** START SUPPLIED RECORDS **

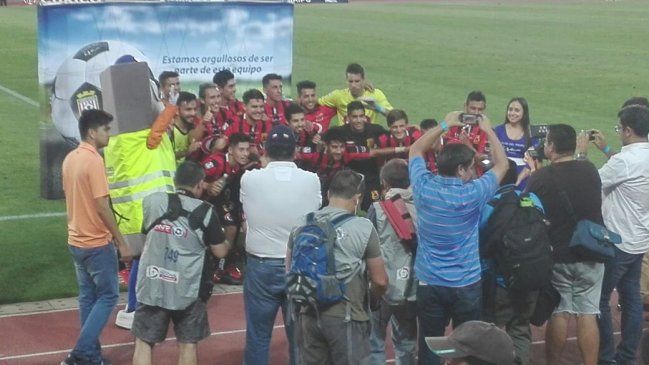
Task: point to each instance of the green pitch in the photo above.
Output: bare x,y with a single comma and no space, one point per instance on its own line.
574,61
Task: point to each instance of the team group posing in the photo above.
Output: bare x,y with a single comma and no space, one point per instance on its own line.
279,174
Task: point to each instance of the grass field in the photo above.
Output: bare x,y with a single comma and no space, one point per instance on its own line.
574,61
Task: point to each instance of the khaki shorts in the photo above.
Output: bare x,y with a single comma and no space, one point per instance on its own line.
580,286
150,323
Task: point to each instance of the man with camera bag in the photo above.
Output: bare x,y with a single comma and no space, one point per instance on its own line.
448,212
625,207
567,182
333,324
175,280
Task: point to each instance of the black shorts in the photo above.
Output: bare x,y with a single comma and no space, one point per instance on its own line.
228,216
150,323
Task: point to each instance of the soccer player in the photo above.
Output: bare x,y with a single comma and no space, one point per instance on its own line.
470,134
253,123
223,175
226,83
306,140
169,85
401,134
275,104
431,155
317,116
357,90
333,159
361,136
181,138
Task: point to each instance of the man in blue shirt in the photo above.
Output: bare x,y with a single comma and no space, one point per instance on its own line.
448,212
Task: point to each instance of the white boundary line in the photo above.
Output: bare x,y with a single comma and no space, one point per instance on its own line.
21,97
30,216
115,345
76,308
221,333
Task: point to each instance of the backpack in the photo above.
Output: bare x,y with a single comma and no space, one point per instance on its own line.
398,248
311,279
516,238
195,222
175,210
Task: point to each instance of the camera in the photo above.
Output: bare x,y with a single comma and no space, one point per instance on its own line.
469,118
591,134
537,152
538,131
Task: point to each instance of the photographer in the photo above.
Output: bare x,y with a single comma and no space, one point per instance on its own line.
625,189
447,263
467,131
578,281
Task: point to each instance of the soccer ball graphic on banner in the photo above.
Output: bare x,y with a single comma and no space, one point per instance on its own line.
77,86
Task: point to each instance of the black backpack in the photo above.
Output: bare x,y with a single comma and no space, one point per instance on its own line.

** END SUPPLIED RECORDS **

### WHAT THE EXERCISE ASKS
Copy the records above exactly, leaving out every picture.

### EXERCISE RESULT
Task: point to each instance of the green pitch in the photo above.
Output: bare x,y with a single comma and no space, one point per instance on its own line.
574,61
Task: point to each instance of the team group posing in the photo above.
Output: bare x,y with a single comma and no space, one point per instance on its own line.
279,174
Task: point to each instance of the grass field in the photo above.
Output: bare x,y with a single comma and no space, one point per instance on its own line.
574,61
Task: point to each instance of the khaki shorts in the photo above.
Output: bare x,y with a single comma and no space, one point per instance on its own line.
580,286
150,323
Task: point to each instance of the man with camera bag in the photo above.
Output: bare x,y with a single comma and no space, one point per instance on its own line.
448,212
625,207
567,182
333,324
175,280
Task: point to each instance of the black shorts in the photo above.
Output: bare x,y with a single comma and no space, one point per instance on its own line.
228,216
150,323
Task: point to each instance of the soccer player in the photo above.
Output: bare x,y with a single comma and no space, one point per instance on its own line.
470,134
253,123
223,175
226,83
306,140
169,85
401,134
275,104
431,155
317,116
357,90
333,159
361,136
181,138
Task: point to each instance of the man in blue shirt in the photo above.
Output: bare x,y with a single comma and no space, one point per instance on its own line.
448,212
Task: point to each instance of the white boundary line in the photo above.
Output: bare x,y with a single comma and no space, one point per instance on its own line.
21,97
30,216
115,345
76,308
221,333
Task: point to each instance of the backpack in the photo above.
Output: bare x,y with a single comma and no space, one point per instance on its own line.
398,248
311,279
516,238
195,222
175,210
Task: point to each instance of the camera in the photo above.
Output: bare x,y with a single comma and no space, one point per instance on its own line.
469,118
591,134
537,152
538,131
Task: point to each instance of the photographer in the photo above.
Output: bare x,y with a single comma and no space, one point per instance on its own line.
625,189
447,263
467,131
578,281
Task: point to each instance of the soccer ball graphic on banner in the photo above.
Output: bare x,y with a single comma and no space, one point per instance on its own line.
77,86
Task: point to each instance of the black backpack in the photo above.
Output: bare x,y with a single comma and no space, one point per instance on its own line.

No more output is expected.